--- BEGIN Data excerpts ---

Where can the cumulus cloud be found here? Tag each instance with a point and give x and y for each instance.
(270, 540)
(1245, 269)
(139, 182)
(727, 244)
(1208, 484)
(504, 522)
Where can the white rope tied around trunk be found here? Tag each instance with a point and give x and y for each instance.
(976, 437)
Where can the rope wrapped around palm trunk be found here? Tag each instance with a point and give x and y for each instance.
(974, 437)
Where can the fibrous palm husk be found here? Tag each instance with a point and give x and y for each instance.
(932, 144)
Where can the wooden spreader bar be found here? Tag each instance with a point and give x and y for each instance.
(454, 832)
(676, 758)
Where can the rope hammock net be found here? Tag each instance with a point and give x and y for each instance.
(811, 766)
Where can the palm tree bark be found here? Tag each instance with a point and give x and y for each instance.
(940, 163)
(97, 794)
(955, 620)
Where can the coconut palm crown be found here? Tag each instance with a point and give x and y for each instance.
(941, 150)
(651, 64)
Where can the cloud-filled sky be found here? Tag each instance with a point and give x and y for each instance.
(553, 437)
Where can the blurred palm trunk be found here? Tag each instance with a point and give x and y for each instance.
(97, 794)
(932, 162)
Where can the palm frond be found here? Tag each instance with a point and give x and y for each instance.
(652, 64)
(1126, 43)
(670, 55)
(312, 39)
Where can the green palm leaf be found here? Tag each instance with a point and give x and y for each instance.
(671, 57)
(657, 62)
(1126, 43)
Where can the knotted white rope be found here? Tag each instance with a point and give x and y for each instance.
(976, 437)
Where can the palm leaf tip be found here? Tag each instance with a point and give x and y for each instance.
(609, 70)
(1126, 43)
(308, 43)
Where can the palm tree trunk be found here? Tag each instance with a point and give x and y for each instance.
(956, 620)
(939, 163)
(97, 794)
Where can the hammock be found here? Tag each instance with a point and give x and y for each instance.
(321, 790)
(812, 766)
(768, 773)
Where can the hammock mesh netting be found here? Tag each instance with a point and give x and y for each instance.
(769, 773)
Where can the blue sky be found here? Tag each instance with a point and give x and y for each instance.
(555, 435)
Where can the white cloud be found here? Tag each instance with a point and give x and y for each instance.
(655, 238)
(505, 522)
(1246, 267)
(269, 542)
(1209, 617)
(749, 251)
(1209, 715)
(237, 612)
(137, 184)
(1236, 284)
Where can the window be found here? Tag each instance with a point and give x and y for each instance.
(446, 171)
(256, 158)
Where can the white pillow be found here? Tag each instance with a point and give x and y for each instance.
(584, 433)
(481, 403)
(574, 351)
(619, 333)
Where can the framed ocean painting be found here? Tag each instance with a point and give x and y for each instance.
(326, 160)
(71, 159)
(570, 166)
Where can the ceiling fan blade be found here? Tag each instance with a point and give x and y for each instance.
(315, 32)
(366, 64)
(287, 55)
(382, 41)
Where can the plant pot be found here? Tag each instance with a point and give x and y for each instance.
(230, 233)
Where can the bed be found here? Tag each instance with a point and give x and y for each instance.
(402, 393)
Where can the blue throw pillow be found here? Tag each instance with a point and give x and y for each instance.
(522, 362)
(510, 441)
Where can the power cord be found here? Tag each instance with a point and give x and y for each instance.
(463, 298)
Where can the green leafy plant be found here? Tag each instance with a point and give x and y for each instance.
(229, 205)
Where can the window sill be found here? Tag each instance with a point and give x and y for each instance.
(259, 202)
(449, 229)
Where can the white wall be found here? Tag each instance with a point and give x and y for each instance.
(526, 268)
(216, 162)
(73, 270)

--- END Data excerpts ---

» Request: Output every record above exactly as it appears.

» Reply:
Where can the cumulus cloud be found here? Tag each instance with a point and give x and y for each instance.
(270, 540)
(1245, 269)
(139, 182)
(727, 244)
(1208, 484)
(504, 522)
Where can the white rope tied around trunk be found here? Tag each instance with a point and give x and y for each instance.
(976, 437)
Where can the rope wrapped around palm trunk be found here? Tag each instance with a point and give x and y for each instance.
(974, 437)
Where can the fibrous palm husk be found here? Tag each instance with a point and give x and y for each instance.
(932, 144)
Where can the wooden spreader bar be found here? Tag each instance with a point and give x and y for each instance.
(454, 832)
(676, 758)
Where can the rope hammock net be found here? Tag each instance with a point and give x and y for each instance.
(811, 766)
Where can the palm tree bark be found here? Tag each instance with a point and give x and y for each instance.
(940, 163)
(97, 794)
(955, 620)
Where can the coconut palm crown be found here? Tag each instance with a point and give x and y for each instance.
(941, 150)
(651, 64)
Where can the cloud-filled sky be found here? Tag each instance with a point and give x and y for each instance.
(553, 437)
Where can the blurred palm trunk be found here? Tag each instance with a point and give x and y for each instance.
(97, 794)
(932, 162)
Where can the palm frond be found here? Tag each instance with a point and give x and y for each instance.
(652, 64)
(1126, 43)
(670, 55)
(312, 39)
Where can the green palm leaf be found here? Tag each instance with a point and give x and y for each instance.
(671, 57)
(657, 62)
(1126, 43)
Where can the knotted white rope be found here? Tag each instance with a point and give x and y for each instance.
(976, 437)
Where can the palm leaf tip be found here? Tag each instance with a point and give x and y for each instance.
(609, 70)
(1126, 43)
(308, 43)
Where can the palm tree trunk be found here? Tag each instance with a point and give x and y for each instance.
(956, 620)
(939, 163)
(97, 794)
Where can the hammock be found here? Tag each instance with a point and give x and y for each instance.
(321, 790)
(812, 766)
(768, 773)
Where can the hammock mesh netting be found here? Tag each instance with a point and give x and y for each instance.
(769, 773)
Where can the blue sky be found here? Tag each instance with a point and give x and y for each instance.
(555, 435)
Where can the white cloud be found here? Tag each instance with a point and give x and y for each instance.
(655, 238)
(505, 522)
(1246, 267)
(269, 542)
(1209, 617)
(749, 251)
(1209, 715)
(237, 612)
(137, 184)
(1236, 284)
Where can the window be found here? Tag each instance with a point and give x and y for each instance.
(446, 171)
(256, 158)
Where can the white pillow be found here? Tag each instance with a point and give x and y for each instance.
(584, 433)
(481, 403)
(574, 351)
(619, 333)
Where can the framed ocean painting be found here? Tag each instance with a point and give x and y for each instance.
(326, 160)
(71, 159)
(570, 166)
Where can the ceiling fan blade be found here? Tag each instance with a point and give x and y for each instance.
(315, 32)
(366, 64)
(287, 55)
(382, 41)
Where can the plant pot be found here? Tag each instance with a point and give x and y for each instance.
(230, 233)
Where can the bed be found here? Tag each instance with a point and give x and y for each instance.
(402, 393)
Where can the blue throw pillow be found here? Tag each instance with a point and give x and y for each instance.
(522, 362)
(510, 441)
Where can the power cord be found here? Tag each instance with a point and give x and y for each instance.
(463, 298)
Where can the green leafy plant be found here? Tag each instance with a point and give x and y for each instance.
(229, 205)
Where can the window sill be found here? Tag each instance with a point and give x and y for each instance.
(259, 202)
(449, 229)
Where can the white wall be found here? Tag each instance with a point and give x and y for each instance.
(526, 268)
(216, 162)
(73, 270)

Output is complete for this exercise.